"Tiraki" steps out into the world

Hamish McKeich applauses A week ago today my new work for organ and orchestra, "Tiraki", was premiered by the Auckland Philharmonia.

It went fantastically well, I was very happy, as was my fantastic organist, Nick Forbes. The overall structure worked, we developed an exciting organ part and the orchestrations were exactly how I envisioned.

Tiraki organist Nick Forbes taking applause

Thanks to everyone who came to the concert or tuned in live on Radio NZ and provided us with such positive comments about the piece.

Congratulations also goes to the wonderful David Hamilton, Anthony Young, Robbie Ellis, Ben Hoadley and Chris Adams for their superb premieres.

Here is an interview from Radio New Zealand's Arts On Sunday programme on 26th May with Hamish McKeich, Kerry Stevens, Nick Forbes and myself talking about the collaboration and concert (recorded before the concert, broadcast after the concert).

[soundcloud url="http://api.soundcloud.com/tracks/94380327" params="" width=" 100%" height="166" iframe="true" /]

Auckland Philharmonia to premiere "Tiraki"

I am super excited to have my work for organ and orchestra, "Tiraki", premiered next week by the Auckland Philharmonia Orchestra with the superb Nick Forbes on organ. APO Organ

Organ Spectacular - 8pm, Thursday 23rd May, Auckland Town Hall, BUY TICKETS HERE

CONCERT PROGRAMME

  • David Hamilton, Chimera, John Wells
  • Anthony Young, Theme & Variations for Organ & Orchestra, Rachael Griffiths-Hughes
  • Robbie Ellis, Relish in Immature Bombast, Timothy Noon (+ Jono Sawyer drumkit)
  • Ryan Youens, Tiraki, Nicholas Forbes
  • Ben Hoadley, Huia, Indra Hughes
  • Chris Adams, Mahuika, Nicholas Sutcliffe

Here is a collation of various details about my work:

PROGRAMME NOTE

'Tiraki' is a verb meaning 'to clear the sky of clouds'. In it I have explored the different layerings and textures created between the organ and orchestra, illustrating the nature and behaviour of the clouds. The work is structured in three sections and focuses entirely on the programmatic meaning of 'Tiraki'.

The first 'rather angry' section is very dense and fast moving with surprises along the way - representing a storm. The middle 'mysteriously calm' section is the calm after the storm - the music empties out but retains a slightly ominous feel to it. It finishes with a 'pleasantly refreshing' section where the music, and the clouds, gather life and a playful spirit once again.

It has been an absolute pleasure combining the two kings of music - an organ and a symphony orchestra - with an idea that had been simmering away for some time. Huge thanks goes to Nicholas Forbes who has been a superb collaborator and to the Auckland Philharmonia for this opportunity.

## DATA
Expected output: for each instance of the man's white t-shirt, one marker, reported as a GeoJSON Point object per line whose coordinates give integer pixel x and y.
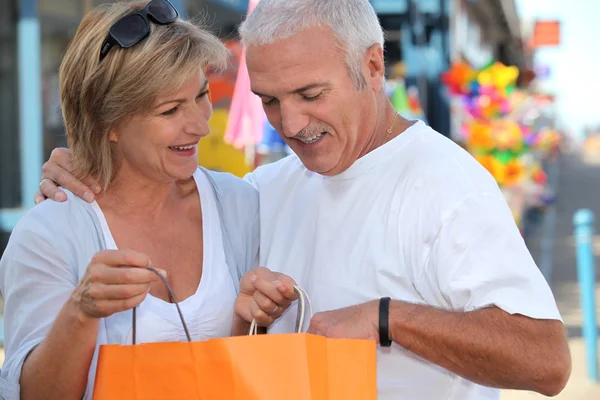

## SHORT EXERCISE 1
In the Tiraki post, what does the word "Tiraki" mean?
## SHORT EXERCISE 2
Carry on writing the Tiraki post, picking up right after its final sentence.

## EXPECTED ANSWER 1
It is a verb meaning "to clear the sky of clouds."

## EXPECTED ANSWER 2
Q AND A WITH SOUNZ

1.  You’ve talked about using single-note melodies in the organ part – do you also use a range of organ stops to compare with various orchestral instruments? 2.  What particular ideas did Nicholas bring to the development of the piece? 3.  What do you want listeners to take away with them after hearing the piece?

Q AND A WITH THE APO

1.  things you discovered about the Town Hall organ After my first tour of the organ I was absolutely blown away with its complexity and beauty - which of course most people never get to see. While the possibilities are (almost!) endless, it became clear early that I was never going to be able to show off all of it and I needed to stick with the sound world of 'Tiraki' and the stops that supported that.

2.  what you utilised in particular of the organ in your piece There are huge heavily chordal climaxes in 'Tiraki' where the organ can easily overpower the orchestra, then there are light, playful, polyphonic passages where the organ is on par with the woodwinds. So I've utilised the massive capabilities of volume and texture and also the function that goes with that - where the orchestra and organ can really fight each other and develop huge tension, or can work together amazingly well towards a single goal.

3.  how your piece may have evolved as you learned more about the organ I really had no idea how an organ worked before this opportunity. That soon changed, but with loads of experience in orchestral writing, the initial orchestrations are what gave me my first insight into how the piece was going to evolve. I knew I didn't want the organ always in the forefront, but rather let it have moments and then let it sink into the texture and play other functions above that of a soloist. So I think what developed during the process for me was how quickly and easily you could change colours, the extent in which you could change them and how much those changes affected where the organ sat in the overall texture.

4.  what you like most about the organ part for your piece One of my favourite passages is in the middle of the work where the strings have sustained chords mixed with glissandi and the organ has high, clean and clear thematic lines, occasionally highlighted by the woodwinds, over a very low, very breathy and pulsating rumble - such contrasts which are only simultaneously possible on the organ.

5.  what you are looking forward to most about the performance of the piece in May Just to hear a really great concert of new organ music - the pieces are all so different so it's going to be a great night. Us composers have all heard the pieces in various stages during 2012, with different ideas being tried and options explored - so I'm just really looking forward to hearing the final versions, to see how we've all used the organ differently and how we've all tamed the beautiful beast that is the Auckland Town Hall Organ.

See you there!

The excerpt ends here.